▶ Extract:
- - - - -

I gather this is important when large_upd_rate=rate(cross-page update bytes
for tuples larger than fillfactor) exceeds small_ins_rate=rate(insert bytes
for tuples NOT larger than fillfactor).  That is a plausible outcome when
inserts are rare, and table bloat then accrues at
large_upd_rate-small_ins_rate.  I agree this patch improves behavior.

Does anyone have a strong opinion on whether to back-patch?  I am weakly
inclined not to back-patch, because today's behavior might happen to perform
better when large_upd_rate-small_ins_rate<0.  Besides the usual choices of
back-patching or not back-patching, we could back-patch with a stricter
threshold.  Suppose we accepted pages for larger-than-fillfactor tuples when
the pages have at least
BLCKSZ-SizeOfPageHeaderData-sizeof(ItemIdData)-MAXALIGN(MAXALIGN(SizeofHeapTupleHeader)+1)+1
bytes of free space.  That wouldn't reuse a page containing a one-column
tuple, but it would reuse a page having up to eight line pointers.

On Fri, Mar 19, 2021 at 02:16:22PM -0400, John Naylor wrote:
> --- a/src/backend/access/heap/hio.c
> +++ b/src/backend/access/heap/hio.c
> @@ -335,11 +335,24 @@ RelationGetBufferForTuple(Relation relation, Size len,

> +     const Size      maxPaddedFsmRequest = MaxHeapTupleSize -
> +     (MaxHeapTuplesPerPage / 8 * sizeof(ItemIdData));

In evaluating whether this is a good choice of value, I think about the
expected page lifecycle.  A tuple barely larger than fillfactor (roughly
len=1+BLCKSZ*fillfactor/100) will start on a roughly-empty page.  As long as
the tuple exists, the server will skip that page for inserts.  Updates can
cause up to floor(99/fillfactor) same-size versions of the tuple to occupy the
page simultaneously, creating that many line pointers.  At the fillfactor=10
minimum, it's good to accept otherwise-empty pages having at least nine line
pointers, so a page can restart the aforementioned lifecycle.  Tolerating even
more line pointers helps when updates reduce tuple size or when the page was
used for smaller tuples before it last emptied.  At the BLCKSZ=8192 default,
this maxPaddedFsmRequest allows 36 line pointers (good or somewhat high).  At
the BLCKSZ=1024 minimum, it allows 4 line pointers (low).  At the BLCKSZ=32768
maximum, 146 (likely excessive).  I'm not concerned about optimizing
non-default block sizes, so let's keep your proposal.

Comments and the maxPaddedFsmRequest variable name use term "fsm" for things
not specific to the FSM.  For example, the patch's test case doesn't use the
FSM.  (That is fine.  Ordinarily, RelationGetTargetBlock() furnishes its
block.  Under CLOBBER_CACHE_ALWAYS, the "try the last page" logic does so.  An
FSM-using test would contain a VACUUM.)  I plan to commit the attached
version; compared to v5, it updates comments and renames this variable.

- - - - -

Records from a dataset
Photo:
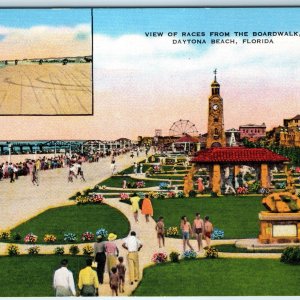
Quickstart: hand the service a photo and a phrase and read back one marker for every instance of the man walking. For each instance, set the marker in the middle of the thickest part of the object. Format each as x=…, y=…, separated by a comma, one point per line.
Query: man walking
x=63, y=281
x=88, y=283
x=133, y=245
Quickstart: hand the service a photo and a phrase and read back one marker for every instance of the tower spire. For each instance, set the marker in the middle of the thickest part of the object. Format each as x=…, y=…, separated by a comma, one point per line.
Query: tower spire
x=215, y=72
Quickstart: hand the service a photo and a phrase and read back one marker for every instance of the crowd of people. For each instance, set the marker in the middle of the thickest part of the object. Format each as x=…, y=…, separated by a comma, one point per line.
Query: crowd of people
x=199, y=229
x=31, y=167
x=106, y=256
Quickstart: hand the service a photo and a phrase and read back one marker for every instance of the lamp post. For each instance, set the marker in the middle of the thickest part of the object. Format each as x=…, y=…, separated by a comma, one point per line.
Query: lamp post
x=9, y=152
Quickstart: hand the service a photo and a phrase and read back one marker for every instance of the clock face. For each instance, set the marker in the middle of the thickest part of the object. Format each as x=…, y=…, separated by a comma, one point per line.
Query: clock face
x=215, y=107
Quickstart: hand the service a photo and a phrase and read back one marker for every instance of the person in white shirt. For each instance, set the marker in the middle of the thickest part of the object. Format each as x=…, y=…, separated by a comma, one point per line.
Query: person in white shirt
x=133, y=245
x=63, y=281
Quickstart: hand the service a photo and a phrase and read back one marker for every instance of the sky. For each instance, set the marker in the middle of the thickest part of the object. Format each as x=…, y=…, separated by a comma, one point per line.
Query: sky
x=146, y=83
x=41, y=33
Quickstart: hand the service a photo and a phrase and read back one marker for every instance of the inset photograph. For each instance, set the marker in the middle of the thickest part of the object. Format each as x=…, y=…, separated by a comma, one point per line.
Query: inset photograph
x=46, y=62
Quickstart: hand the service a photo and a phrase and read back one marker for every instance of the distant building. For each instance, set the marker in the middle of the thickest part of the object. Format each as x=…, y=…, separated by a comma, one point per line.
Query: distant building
x=290, y=137
x=294, y=122
x=252, y=131
x=287, y=135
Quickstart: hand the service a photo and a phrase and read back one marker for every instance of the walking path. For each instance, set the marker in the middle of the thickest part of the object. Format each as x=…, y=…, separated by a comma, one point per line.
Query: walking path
x=22, y=201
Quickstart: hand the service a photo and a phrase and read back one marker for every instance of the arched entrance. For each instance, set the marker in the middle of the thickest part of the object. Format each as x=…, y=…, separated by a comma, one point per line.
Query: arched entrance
x=216, y=145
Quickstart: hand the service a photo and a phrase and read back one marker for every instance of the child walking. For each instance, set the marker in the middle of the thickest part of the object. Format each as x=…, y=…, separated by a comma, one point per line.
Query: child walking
x=160, y=229
x=121, y=273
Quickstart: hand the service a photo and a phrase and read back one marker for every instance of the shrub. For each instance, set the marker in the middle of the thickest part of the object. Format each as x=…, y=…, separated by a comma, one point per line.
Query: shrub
x=30, y=238
x=17, y=236
x=141, y=195
x=242, y=190
x=87, y=236
x=49, y=238
x=174, y=256
x=163, y=185
x=13, y=250
x=192, y=193
x=86, y=192
x=214, y=195
x=217, y=234
x=171, y=194
x=291, y=255
x=34, y=250
x=88, y=250
x=124, y=196
x=153, y=195
x=102, y=231
x=189, y=254
x=159, y=257
x=211, y=253
x=59, y=251
x=97, y=198
x=74, y=249
x=180, y=194
x=4, y=235
x=82, y=199
x=70, y=237
x=140, y=184
x=172, y=231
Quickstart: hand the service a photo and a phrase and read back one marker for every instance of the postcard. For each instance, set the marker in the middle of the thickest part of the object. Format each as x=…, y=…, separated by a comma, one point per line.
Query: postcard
x=150, y=152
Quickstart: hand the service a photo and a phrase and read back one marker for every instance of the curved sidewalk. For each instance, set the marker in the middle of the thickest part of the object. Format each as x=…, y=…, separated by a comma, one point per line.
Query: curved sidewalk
x=54, y=191
x=22, y=200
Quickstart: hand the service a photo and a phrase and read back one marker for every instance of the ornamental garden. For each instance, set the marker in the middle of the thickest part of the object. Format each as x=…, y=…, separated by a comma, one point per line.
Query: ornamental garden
x=35, y=247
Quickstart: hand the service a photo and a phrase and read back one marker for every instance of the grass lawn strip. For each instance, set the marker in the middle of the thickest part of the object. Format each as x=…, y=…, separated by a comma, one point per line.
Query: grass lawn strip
x=76, y=219
x=32, y=276
x=237, y=216
x=221, y=277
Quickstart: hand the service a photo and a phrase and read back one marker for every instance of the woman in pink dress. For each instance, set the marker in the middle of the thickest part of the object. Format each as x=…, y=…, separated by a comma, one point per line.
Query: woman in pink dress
x=186, y=230
x=200, y=185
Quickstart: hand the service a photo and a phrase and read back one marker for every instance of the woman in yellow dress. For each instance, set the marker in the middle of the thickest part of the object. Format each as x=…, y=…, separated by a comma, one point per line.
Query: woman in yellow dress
x=135, y=199
x=147, y=208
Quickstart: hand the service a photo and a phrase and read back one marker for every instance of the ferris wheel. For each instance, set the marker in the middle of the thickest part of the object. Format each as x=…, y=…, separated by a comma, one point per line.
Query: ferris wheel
x=183, y=127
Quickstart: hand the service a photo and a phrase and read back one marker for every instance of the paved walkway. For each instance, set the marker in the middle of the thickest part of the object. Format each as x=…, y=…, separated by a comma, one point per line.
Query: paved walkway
x=22, y=200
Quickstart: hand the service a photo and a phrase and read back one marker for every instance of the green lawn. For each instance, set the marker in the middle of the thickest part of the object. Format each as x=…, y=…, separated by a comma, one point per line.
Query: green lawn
x=237, y=216
x=232, y=249
x=32, y=276
x=221, y=277
x=76, y=219
x=117, y=181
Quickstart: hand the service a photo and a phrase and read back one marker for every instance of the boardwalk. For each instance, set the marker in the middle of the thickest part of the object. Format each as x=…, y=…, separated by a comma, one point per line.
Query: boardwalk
x=21, y=201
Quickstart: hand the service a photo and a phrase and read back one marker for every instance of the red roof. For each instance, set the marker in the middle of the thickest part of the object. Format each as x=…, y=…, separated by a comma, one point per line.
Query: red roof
x=238, y=154
x=187, y=139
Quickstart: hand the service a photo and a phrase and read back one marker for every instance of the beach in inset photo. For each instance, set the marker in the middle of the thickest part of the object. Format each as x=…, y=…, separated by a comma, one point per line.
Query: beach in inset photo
x=45, y=62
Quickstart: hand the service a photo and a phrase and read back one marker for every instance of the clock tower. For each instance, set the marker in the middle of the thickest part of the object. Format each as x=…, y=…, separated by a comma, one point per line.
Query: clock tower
x=215, y=129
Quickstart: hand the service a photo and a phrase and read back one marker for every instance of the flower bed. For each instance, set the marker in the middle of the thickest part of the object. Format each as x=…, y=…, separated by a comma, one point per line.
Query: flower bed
x=70, y=237
x=4, y=235
x=50, y=238
x=124, y=196
x=189, y=254
x=87, y=236
x=102, y=231
x=211, y=253
x=217, y=234
x=159, y=257
x=88, y=250
x=30, y=238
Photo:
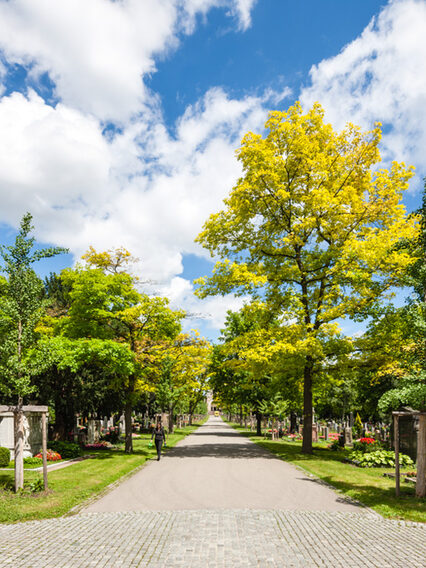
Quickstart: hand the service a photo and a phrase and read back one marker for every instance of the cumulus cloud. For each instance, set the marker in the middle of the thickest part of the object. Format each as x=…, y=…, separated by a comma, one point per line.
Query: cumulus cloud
x=211, y=310
x=144, y=188
x=381, y=76
x=97, y=53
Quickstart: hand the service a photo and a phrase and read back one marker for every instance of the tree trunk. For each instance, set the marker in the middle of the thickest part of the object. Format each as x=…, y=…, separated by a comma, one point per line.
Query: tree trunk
x=171, y=423
x=258, y=423
x=292, y=422
x=307, y=406
x=421, y=458
x=19, y=446
x=128, y=428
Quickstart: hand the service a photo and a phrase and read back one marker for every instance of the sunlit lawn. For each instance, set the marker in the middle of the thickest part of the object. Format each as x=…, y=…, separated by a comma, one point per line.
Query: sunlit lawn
x=366, y=485
x=71, y=486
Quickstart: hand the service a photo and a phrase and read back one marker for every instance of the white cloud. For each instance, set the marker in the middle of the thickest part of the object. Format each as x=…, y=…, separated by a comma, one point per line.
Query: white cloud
x=212, y=311
x=49, y=158
x=143, y=189
x=238, y=9
x=381, y=76
x=98, y=52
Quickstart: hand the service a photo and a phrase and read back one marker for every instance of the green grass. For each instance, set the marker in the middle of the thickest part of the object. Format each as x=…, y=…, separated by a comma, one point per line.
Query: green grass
x=366, y=485
x=71, y=486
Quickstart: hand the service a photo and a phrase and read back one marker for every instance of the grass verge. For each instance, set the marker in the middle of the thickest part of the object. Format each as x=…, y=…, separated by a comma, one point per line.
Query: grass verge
x=366, y=485
x=70, y=486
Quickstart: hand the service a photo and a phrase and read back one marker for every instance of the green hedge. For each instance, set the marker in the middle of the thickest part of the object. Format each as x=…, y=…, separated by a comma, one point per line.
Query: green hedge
x=4, y=457
x=66, y=449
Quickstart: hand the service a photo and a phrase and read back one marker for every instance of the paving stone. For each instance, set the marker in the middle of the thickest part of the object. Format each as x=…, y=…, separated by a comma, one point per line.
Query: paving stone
x=214, y=539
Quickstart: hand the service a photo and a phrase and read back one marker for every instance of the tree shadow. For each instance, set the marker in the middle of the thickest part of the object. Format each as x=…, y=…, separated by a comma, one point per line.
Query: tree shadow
x=229, y=451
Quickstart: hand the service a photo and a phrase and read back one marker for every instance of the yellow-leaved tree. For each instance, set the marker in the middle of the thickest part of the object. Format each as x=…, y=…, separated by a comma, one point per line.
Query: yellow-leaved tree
x=310, y=228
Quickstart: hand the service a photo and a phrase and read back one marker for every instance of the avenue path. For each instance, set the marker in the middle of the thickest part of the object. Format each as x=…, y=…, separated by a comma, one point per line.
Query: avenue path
x=218, y=468
x=217, y=500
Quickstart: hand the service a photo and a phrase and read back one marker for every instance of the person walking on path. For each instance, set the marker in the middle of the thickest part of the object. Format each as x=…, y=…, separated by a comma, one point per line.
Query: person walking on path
x=159, y=437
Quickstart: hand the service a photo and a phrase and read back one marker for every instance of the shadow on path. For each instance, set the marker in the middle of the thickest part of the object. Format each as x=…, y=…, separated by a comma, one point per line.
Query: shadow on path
x=232, y=451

- - - - -

▶ Requests:
a) Locate each line in the listing that contains the word "avenue", and copy those lines out in full.
b) Extend the message about the fillfactor patch, picking up after its last sentence.

▶ Replies:
a)
Quickstart: hand the service a photo and a phrase and read back one marker for every instance of the avenue path. For each instance, set the marker in the middle of the thickest part of the object. Format each as x=…, y=…, separated by a comma, one point per line.
Query: avenue path

b)
Thanks,
nm
Author:     Noah Misch <n...@leadboat.com>
Commit:     Noah Misch <n...@leadboat.com>

    Accept slightly-filled pages for tuples larger than fillfactor.
    
    We always inserted a larger-than-fillfactor tuple into a newly-extended
    page, even when existing pages were empty or contained nothing but an
    unused line pointer.  This was unnecessary relation extension.  Start
    tolerating page usage up to 1/8 the maximum space that could be taken up
    by line pointers.  This is somewhat arbitrary, but it should allow more
    cases to reuse pages.  This has no effect on tables with fillfactor=100
    (the default).
    
    John Naylor and Floris van Nee.  Reviewed by Matthias van de Meent.
    Reported by Floris van Nee.
    
    Discussion: 
https://postgr.es/m/6e263217180649339720afe2176c5...@opammb0562.comp.optiver.com

diff --git a/src/backend/access/heap/hio.c b/src/backend/access/heap/hio.c
index 75223c9..08b4e1b 100644
--- a/src/backend/access/heap/hio.c
+++ b/src/backend/access/heap/hio.c
@@ -317,10 +317,10 @@ RelationAddExtraBlocks(Relation relation, BulkInsertState 
bistate)
  *     BULKWRITE buffer selection strategy object to the buffer manager.
  *     Passing NULL for bistate selects the default behavior.
  *
- *     We always try to avoid filling existing pages further than the 
fillfactor.
- *     This is OK since this routine is not consulted when updating a tuple and
- *     keeping it on the same page, which is the scenario fillfactor is meant
- *     to reserve space for.
+ *     We don't fill existing pages further than the fillfactor, except for 
large
+ *     tuples in nearly-empty tables.  This is OK since this routine is not
+ *     consulted when updating a tuple and keeping it on the same page, which 
is
+ *     the scenario fillfactor is meant to reserve space for.
  *
  *     ereport(ERROR) is allowed here, so this routine *must* be called
  *     before any (unlogged) changes are made in buffer pool.
@@ -334,8 +334,10 @@ RelationGetBufferForTuple(Relation relation, Size len,
        bool            use_fsm = !(options & HEAP_INSERT_SKIP_FSM);
        Buffer          buffer = InvalidBuffer;
        Page            page;
-       Size            pageFreeSpace = 0,
-                               saveFreeSpace = 0;
+       Size            nearlyEmptyFreeSpace,
+                               pageFreeSpace = 0,
+                               saveFreeSpace = 0,
+                               targetFreeSpace = 0;
        BlockNumber targetBlock,
                                otherBlock;
        bool            needLock;
@@ -358,6 +360,19 @@ RelationGetBufferForTuple(Relation relation, Size len,
        saveFreeSpace = RelationGetTargetPageFreeSpace(relation,
                                                                                
                   HEAP_DEFAULT_FILLFACTOR);
 
+       /*
+        * Since pages without tuples can still have line pointers, we consider
+        * pages "empty" when the unavailable space is slight.  This threshold 
is
+        * somewhat arbitrary, but it should prevent most unnecessary relation
+        * extensions while inserting large tuples into low-fillfactor tables.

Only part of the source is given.